— SELECTED TEXT —
━━━

Saturday, April 16, 2011

Interview with Salvo of Duranasty, Part 1

It’s not every day that you come across someone like Salvo, who runs, a website based in Italy but internationally known as one of the most up to date and interesting fan sites. I have had the pleasure of meeting Salvo (who was more than willing to support our effort) through one of our featured artists, Stephane Leclair. It is clear when you read about Salvo and visit his site that he has a passion for the band that spans the years, that his love for the band is timeless. He is truly an example for many in the Duranie community, as he has 'left the light on' for the band through all the ups and downs in their career, through his website Duranasty and many other amazing efforts he has been involved with to promote the band.

Salvo, it is truly an honor for us at DDTTRH to interview you. Thanks for taking the time out of your busy life to speak with us.

Salvo: My pleasure. I feel very honoured to do this for DDTTRH, and I have to admit that I’m quite embarrassed as I feel that a huge spotlight has been just pointed at me, and that’s not quite my due. I mean I do what I do with the site, the online presence in the Duran Duran message boards and other little activities to promote the band just to direct in a positive and concrete direction the great passion for this band that has been with me every single day of my life since I was a 12, not really to promote myself. So again, this is a real honour to me and I want to say that I’m just one of the many die-hard fans out there…

Yes, that sentence ‘every single day of my life’ might sound as a commonplace but that’s just the truth. I can’t actually remember a day in my life since I was a kid without doing something related to Duran Duran (listening to their music, organizing a trip to see them somewhere in Europe, collecting their stuff, writing an article for a fanzine, scrapbooking in the 80s and web-surfing to find some cool news today).

━━━

— GIVEN PROBLEM —
Carry on the interview with Salvo of Duranasty, starting right after its final sentence.

[Collection entries]
━━━

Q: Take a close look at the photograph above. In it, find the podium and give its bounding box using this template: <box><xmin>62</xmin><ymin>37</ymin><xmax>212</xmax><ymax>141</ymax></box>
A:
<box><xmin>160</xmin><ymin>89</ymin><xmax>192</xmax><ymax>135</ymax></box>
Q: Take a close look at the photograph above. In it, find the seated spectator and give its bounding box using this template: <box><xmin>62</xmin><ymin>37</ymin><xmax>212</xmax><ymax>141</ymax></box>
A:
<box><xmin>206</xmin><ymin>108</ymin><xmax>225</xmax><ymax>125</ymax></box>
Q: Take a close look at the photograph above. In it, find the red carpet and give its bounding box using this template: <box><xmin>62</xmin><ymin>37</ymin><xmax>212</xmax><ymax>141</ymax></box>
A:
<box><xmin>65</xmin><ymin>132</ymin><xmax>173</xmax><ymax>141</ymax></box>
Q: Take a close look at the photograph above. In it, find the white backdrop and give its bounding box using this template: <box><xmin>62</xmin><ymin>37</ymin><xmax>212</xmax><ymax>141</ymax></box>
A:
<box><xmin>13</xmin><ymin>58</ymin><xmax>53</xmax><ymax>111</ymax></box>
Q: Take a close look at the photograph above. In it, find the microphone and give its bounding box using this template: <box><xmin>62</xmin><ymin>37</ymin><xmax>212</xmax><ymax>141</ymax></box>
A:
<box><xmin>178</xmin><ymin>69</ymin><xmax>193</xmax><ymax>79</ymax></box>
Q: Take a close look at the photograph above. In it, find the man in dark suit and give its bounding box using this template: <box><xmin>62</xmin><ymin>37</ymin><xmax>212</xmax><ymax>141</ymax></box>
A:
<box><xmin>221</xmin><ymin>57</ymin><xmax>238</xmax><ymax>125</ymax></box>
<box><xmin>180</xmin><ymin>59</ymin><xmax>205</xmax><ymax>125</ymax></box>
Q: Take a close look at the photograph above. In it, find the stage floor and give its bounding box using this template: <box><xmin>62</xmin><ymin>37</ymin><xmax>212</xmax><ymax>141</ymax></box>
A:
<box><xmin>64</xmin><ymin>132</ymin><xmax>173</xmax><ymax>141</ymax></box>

━━━

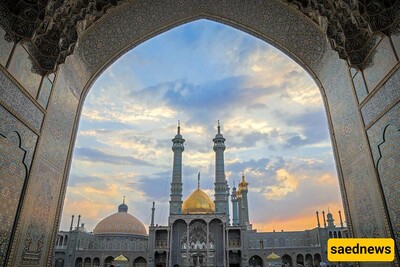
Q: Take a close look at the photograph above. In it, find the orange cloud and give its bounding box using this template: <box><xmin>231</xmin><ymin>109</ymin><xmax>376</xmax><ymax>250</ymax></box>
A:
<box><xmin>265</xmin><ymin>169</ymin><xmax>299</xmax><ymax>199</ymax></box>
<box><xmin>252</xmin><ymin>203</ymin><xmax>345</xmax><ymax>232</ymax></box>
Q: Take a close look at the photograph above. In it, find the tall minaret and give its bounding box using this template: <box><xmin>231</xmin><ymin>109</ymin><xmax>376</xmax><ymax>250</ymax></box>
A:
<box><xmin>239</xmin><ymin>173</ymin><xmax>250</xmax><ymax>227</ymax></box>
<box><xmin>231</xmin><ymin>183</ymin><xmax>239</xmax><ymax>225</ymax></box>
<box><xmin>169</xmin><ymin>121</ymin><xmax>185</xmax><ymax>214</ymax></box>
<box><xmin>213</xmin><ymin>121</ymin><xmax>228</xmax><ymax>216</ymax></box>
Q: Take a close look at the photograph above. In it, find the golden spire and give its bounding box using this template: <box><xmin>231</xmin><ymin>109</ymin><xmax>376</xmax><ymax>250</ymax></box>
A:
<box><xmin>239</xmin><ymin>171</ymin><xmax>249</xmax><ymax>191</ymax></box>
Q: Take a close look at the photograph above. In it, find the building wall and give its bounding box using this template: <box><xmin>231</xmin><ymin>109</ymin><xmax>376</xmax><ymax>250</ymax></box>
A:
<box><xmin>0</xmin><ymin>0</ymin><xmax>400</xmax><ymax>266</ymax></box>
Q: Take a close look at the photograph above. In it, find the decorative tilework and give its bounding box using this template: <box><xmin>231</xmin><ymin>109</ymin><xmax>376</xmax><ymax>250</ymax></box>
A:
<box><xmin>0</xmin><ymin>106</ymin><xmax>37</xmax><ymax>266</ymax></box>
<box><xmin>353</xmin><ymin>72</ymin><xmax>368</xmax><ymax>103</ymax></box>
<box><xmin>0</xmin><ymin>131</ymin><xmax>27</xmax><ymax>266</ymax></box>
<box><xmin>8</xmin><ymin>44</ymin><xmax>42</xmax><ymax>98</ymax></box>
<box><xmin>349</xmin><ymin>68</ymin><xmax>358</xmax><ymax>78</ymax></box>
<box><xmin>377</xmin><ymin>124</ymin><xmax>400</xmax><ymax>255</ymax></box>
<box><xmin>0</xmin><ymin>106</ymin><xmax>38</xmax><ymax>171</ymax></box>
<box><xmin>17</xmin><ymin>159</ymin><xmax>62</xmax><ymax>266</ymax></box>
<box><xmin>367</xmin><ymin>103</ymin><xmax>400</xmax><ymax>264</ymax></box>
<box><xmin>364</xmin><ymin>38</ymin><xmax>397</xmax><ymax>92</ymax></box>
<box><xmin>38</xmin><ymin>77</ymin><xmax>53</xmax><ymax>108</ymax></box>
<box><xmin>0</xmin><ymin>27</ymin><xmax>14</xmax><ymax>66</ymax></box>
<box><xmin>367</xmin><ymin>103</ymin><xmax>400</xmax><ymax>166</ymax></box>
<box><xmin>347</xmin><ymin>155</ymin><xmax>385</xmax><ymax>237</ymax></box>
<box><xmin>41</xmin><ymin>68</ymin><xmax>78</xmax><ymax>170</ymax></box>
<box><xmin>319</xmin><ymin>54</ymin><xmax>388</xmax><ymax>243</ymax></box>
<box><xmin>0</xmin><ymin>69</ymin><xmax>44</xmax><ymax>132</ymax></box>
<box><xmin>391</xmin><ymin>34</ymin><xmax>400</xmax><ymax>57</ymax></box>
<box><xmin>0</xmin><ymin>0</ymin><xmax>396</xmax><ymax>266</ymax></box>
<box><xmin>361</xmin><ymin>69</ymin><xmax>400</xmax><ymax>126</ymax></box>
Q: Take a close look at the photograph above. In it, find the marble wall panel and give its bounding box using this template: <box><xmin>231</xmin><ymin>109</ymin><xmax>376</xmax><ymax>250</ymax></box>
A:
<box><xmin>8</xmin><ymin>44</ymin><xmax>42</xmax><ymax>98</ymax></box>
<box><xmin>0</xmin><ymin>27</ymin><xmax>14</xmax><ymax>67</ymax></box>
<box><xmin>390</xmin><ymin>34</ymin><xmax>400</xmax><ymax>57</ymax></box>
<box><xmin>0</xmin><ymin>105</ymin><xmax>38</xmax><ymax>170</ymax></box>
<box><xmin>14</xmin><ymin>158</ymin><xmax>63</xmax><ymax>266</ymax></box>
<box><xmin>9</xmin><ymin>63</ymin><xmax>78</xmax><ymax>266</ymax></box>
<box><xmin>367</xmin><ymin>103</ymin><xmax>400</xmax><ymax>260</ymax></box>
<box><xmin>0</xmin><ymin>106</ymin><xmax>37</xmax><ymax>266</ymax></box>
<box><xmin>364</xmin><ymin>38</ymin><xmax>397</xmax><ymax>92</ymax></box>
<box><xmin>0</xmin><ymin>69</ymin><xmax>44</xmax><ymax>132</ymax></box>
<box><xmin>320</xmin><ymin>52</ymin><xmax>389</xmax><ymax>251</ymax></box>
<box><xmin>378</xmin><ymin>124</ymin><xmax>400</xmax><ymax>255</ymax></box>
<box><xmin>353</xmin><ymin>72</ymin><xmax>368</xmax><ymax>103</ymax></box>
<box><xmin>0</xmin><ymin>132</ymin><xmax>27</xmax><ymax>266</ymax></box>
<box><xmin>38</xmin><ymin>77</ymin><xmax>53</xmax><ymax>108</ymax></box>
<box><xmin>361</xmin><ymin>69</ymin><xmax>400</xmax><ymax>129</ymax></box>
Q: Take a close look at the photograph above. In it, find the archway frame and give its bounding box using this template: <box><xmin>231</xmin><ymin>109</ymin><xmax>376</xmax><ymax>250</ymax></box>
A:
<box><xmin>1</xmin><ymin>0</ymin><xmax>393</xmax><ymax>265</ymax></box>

━━━

— EXPECTED ANSWER —
That has been a long, long, journey and I can’t actually remember a low period of ‘duranmania’ in my life, I was there when Wild boys was released and they were on the front cover of every single magazine and on every tv show but I was there also when Medazzaland was released, in Usa only, and you could barely see them in any media, in the band there were only two of the orginal fab five and they were even dropped by EMI.

When I try to look at myself from the outside I always get surprised realising how the passion has always been there, exactly the same, during the last 3 decades and was even the same, possibly stronger, during one of the lowest times of Duran Duran’s career, Pop Trash.

Someone Else Not Me! Salvo and the band reduced to a 3 piece in Milan during the Pop Trash promotion.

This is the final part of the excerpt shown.